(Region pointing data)
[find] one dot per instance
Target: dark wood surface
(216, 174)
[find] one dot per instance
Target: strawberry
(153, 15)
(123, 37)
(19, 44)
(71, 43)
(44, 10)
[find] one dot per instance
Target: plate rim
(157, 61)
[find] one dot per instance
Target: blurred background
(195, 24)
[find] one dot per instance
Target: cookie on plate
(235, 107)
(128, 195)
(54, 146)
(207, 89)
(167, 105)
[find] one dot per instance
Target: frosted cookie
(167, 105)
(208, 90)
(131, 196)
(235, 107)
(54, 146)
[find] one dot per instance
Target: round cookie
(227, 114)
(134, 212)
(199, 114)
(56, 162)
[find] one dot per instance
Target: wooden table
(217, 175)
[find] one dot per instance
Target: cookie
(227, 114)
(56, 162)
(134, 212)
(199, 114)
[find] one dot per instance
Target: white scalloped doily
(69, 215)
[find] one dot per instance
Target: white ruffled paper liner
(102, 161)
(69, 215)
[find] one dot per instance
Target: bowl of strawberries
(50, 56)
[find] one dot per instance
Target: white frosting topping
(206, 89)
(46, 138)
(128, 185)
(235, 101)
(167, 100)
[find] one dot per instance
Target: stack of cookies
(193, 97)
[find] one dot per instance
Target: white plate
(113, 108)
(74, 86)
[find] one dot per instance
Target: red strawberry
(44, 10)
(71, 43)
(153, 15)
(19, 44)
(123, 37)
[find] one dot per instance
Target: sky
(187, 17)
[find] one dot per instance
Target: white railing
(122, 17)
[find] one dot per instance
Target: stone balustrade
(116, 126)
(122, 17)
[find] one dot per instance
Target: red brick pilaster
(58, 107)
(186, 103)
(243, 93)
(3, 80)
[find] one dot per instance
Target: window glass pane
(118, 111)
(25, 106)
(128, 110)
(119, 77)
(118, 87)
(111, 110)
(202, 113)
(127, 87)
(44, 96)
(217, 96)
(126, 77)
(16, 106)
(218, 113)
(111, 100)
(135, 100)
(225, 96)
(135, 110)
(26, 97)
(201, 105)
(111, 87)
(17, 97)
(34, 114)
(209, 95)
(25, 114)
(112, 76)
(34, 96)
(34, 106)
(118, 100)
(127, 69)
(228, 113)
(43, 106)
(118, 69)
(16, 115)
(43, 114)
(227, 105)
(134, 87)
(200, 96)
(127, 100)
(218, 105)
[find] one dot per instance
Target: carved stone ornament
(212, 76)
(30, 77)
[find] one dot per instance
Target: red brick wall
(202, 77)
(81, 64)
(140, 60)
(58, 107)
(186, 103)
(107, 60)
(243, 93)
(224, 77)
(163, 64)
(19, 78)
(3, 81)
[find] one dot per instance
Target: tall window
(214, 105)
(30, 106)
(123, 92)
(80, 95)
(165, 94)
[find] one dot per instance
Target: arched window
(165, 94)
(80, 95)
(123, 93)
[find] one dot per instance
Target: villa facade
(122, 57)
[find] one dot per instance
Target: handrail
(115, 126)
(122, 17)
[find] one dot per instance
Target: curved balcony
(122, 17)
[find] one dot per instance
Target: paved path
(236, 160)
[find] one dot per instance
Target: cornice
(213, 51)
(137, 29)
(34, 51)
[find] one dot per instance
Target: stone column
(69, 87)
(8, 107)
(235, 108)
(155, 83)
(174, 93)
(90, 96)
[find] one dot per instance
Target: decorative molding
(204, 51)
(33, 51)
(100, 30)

THE TASK
Extract every record and return it verbatim.

ANSWER BOX
[find] one dot per instance
Target: dark wood surface
(216, 174)
[find] one dot per instance
Target: strawberry
(153, 15)
(123, 37)
(19, 44)
(71, 43)
(44, 10)
[find] one dot per instance
Target: plate rim
(157, 61)
[find] one dot per instance
Target: blurred background
(195, 24)
[find] one dot per instance
Target: cookie on plate
(235, 107)
(128, 195)
(54, 146)
(207, 89)
(167, 105)
[find] one dot per instance
Target: frosted cookie
(167, 105)
(208, 90)
(131, 196)
(235, 107)
(54, 146)
[find] one dot per instance
Target: round cookie
(227, 114)
(134, 212)
(199, 114)
(56, 162)
[find] one dot per instance
Target: wooden table
(217, 175)
[find] one dot per instance
Target: cookie
(227, 114)
(56, 162)
(134, 212)
(199, 114)
[find] one dot per instance
Target: white scalloped doily
(69, 215)
[find] one dot per instance
Target: white ruffled paper liner
(102, 161)
(69, 215)
[find] one dot per instance
Target: bowl of strawberries
(50, 56)
[find] one dot per instance
Target: white frosting topping
(206, 89)
(46, 138)
(128, 185)
(235, 101)
(167, 100)
[find] one dot per instance
Target: stack of cookies
(193, 97)
[find] one dot per instance
Target: white plate
(113, 108)
(74, 86)
[find] one dot per instance
Target: red strawberry
(44, 10)
(71, 43)
(153, 15)
(19, 44)
(123, 37)
[find] one dot per instance
Target: sky
(187, 17)
[find] one dot per instance
Target: white railing
(122, 17)
[find] one dot per instance
Target: stone balustrade
(116, 126)
(122, 17)
[find] one dot per instance
Target: red brick pilaster
(58, 107)
(186, 103)
(243, 93)
(3, 80)
[find] one dot per instance
Target: window glass pane
(118, 111)
(25, 106)
(128, 110)
(119, 77)
(118, 87)
(111, 110)
(202, 113)
(127, 87)
(44, 96)
(217, 96)
(126, 77)
(16, 106)
(218, 113)
(111, 100)
(135, 100)
(225, 96)
(135, 110)
(26, 97)
(201, 105)
(111, 87)
(17, 97)
(34, 114)
(209, 95)
(25, 114)
(112, 76)
(34, 96)
(34, 106)
(118, 100)
(127, 69)
(228, 113)
(43, 106)
(118, 69)
(16, 115)
(43, 114)
(227, 105)
(134, 87)
(200, 96)
(127, 100)
(218, 105)
[find] one dot per instance
Target: carved stone ornament
(212, 76)
(30, 77)
[find] one dot per instance
Target: red brick wall
(202, 77)
(81, 64)
(140, 60)
(58, 107)
(186, 103)
(107, 60)
(243, 93)
(224, 77)
(163, 64)
(19, 78)
(3, 81)
[find] one dot per instance
Target: tall window
(214, 105)
(30, 106)
(123, 92)
(80, 95)
(165, 94)
[find] one dot per instance
Target: arched window
(165, 94)
(80, 95)
(123, 93)
[find] one dot per instance
Target: villa facade
(122, 57)
[find] one dot per instance
Target: handrail
(115, 126)
(122, 17)
[find] one dot per instance
Target: curved balcony
(122, 17)
[find] one dot per instance
Target: paved path
(236, 160)
[find] one dot per instance
Target: cornice
(213, 51)
(137, 29)
(34, 51)
[find] one dot per instance
Target: stone column
(69, 87)
(8, 107)
(235, 108)
(155, 83)
(174, 93)
(90, 96)
[find] one dot per instance
Target: decorative molding
(204, 51)
(33, 51)
(100, 30)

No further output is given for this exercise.